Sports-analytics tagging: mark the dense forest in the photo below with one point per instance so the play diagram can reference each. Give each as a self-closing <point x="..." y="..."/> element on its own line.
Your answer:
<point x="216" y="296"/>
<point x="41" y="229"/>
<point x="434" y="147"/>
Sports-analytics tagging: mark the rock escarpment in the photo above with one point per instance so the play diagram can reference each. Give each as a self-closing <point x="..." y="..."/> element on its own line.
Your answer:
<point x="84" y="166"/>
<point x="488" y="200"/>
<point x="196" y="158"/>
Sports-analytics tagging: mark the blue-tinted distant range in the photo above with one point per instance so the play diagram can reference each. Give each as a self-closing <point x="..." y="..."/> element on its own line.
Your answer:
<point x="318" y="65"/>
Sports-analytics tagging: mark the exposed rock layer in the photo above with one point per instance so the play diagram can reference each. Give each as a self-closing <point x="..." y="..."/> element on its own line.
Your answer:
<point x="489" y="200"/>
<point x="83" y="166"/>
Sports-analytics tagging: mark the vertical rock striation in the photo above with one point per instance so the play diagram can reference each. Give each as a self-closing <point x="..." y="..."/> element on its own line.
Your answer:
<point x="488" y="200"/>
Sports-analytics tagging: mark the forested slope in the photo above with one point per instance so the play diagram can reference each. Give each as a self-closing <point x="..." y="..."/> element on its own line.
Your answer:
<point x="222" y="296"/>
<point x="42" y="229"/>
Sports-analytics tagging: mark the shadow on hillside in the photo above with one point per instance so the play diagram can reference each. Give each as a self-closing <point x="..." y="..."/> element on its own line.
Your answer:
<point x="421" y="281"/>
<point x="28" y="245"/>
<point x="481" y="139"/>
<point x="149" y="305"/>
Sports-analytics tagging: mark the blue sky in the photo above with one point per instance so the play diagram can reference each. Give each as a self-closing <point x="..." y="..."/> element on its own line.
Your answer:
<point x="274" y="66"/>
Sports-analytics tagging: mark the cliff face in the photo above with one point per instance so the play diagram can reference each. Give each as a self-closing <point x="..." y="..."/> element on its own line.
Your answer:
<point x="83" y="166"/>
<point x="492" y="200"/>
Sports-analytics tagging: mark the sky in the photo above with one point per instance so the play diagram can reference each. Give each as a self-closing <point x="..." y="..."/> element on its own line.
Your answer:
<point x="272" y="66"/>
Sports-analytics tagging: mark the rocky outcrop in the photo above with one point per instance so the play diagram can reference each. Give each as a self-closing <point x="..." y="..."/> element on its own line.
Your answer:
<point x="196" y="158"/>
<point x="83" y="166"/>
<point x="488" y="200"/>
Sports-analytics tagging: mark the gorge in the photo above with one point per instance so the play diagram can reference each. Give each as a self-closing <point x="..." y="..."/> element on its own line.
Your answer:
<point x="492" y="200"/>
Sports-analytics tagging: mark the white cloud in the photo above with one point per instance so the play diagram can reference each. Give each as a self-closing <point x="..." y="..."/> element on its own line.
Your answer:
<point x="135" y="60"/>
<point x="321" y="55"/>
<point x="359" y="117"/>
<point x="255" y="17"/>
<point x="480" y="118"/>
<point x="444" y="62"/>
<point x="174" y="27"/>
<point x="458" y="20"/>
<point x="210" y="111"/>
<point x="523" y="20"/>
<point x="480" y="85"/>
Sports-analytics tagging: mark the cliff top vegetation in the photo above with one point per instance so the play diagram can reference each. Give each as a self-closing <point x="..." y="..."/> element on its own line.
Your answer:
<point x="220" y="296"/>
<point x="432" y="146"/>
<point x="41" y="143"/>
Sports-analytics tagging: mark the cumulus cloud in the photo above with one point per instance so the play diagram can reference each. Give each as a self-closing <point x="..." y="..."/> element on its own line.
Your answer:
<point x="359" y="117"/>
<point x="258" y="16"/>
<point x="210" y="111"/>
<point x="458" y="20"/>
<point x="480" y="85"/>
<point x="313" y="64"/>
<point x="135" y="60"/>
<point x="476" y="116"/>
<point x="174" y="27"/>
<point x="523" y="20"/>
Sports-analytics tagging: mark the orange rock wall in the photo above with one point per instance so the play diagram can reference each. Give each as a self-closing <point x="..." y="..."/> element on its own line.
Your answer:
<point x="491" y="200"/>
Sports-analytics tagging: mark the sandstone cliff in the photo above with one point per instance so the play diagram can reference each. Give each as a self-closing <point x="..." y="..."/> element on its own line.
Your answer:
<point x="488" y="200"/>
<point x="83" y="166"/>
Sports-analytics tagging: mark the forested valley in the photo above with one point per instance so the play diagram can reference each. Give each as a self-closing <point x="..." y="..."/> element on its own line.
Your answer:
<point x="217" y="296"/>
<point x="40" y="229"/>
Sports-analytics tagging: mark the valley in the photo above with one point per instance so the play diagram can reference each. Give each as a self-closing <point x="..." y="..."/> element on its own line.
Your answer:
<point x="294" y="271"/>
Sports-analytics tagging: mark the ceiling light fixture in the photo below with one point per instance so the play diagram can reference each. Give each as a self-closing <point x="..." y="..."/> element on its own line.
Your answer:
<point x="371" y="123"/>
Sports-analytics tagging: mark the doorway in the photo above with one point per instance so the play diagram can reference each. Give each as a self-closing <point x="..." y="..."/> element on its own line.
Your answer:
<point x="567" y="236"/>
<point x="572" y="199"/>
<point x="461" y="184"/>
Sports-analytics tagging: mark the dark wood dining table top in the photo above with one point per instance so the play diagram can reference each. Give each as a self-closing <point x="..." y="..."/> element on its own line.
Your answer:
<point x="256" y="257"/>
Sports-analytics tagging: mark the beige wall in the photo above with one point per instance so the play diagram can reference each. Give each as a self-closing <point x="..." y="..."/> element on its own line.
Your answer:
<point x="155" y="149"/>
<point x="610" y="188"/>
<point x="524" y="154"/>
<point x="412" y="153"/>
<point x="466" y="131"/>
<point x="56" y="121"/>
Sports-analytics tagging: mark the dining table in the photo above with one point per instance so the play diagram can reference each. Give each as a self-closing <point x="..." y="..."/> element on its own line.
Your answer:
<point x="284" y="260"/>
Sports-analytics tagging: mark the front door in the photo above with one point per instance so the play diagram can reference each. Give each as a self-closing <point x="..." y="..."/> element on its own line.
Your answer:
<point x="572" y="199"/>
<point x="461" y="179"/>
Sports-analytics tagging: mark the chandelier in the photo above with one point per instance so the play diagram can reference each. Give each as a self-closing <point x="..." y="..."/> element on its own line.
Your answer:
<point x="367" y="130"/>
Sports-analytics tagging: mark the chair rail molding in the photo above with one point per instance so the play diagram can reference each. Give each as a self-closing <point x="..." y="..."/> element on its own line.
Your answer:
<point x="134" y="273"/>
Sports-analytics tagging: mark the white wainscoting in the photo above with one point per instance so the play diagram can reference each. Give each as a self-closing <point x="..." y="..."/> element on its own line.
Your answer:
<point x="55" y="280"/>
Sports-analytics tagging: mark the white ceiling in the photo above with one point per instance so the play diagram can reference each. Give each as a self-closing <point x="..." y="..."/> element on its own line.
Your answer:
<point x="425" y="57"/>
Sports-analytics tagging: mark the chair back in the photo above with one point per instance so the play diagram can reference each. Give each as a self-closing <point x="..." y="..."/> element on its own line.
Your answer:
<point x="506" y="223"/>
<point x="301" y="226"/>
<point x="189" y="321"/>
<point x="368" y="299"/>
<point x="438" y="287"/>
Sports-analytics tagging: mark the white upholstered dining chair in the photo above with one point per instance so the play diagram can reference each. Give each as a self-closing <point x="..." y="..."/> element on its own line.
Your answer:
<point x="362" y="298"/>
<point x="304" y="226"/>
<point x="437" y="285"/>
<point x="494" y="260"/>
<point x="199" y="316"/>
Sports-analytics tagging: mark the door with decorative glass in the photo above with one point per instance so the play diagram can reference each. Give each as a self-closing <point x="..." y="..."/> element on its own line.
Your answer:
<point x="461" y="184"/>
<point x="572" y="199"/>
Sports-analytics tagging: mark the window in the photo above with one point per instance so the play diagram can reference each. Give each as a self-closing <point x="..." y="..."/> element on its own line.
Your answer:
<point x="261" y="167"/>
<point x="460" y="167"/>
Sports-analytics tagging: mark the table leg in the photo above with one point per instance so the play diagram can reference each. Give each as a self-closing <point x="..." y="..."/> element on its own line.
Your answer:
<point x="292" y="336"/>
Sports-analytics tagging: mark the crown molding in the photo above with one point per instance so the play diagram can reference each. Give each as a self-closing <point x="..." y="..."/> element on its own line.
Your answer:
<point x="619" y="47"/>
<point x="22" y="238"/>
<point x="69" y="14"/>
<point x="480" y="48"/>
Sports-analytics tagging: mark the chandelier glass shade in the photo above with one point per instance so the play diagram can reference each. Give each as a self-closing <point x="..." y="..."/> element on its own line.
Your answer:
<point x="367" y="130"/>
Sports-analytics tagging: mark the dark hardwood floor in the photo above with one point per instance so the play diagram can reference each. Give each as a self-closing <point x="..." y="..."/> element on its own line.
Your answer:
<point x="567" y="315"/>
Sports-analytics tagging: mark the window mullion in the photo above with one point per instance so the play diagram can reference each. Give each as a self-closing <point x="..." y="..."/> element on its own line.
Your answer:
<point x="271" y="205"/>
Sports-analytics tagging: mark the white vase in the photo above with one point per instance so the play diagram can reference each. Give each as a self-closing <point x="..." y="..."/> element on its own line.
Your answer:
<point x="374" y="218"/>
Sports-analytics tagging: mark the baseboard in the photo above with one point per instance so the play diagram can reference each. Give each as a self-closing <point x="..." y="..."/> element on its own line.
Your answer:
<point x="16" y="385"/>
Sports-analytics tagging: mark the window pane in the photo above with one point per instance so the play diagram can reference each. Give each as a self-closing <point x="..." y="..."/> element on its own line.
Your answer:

━━━

## Job
Repeat the lines from the one containing "Sports-analytics tagging: mark the baseboard" through the end of the listing, exactly and without any other lines; both ends are included.

## Result of the task
Sports-analytics tagging: mark the baseboard in the photo above with one point per instance so the play diagram can reference each. Give each as a self-closing <point x="..." y="..."/> element on its own line.
Your answer:
<point x="16" y="385"/>
Sports-analytics tagging: mark the window pane in the photo above with one point per instance so the play diagram can reference each. Give each as a self-closing <point x="..." y="..."/> element on its own line.
Your answer:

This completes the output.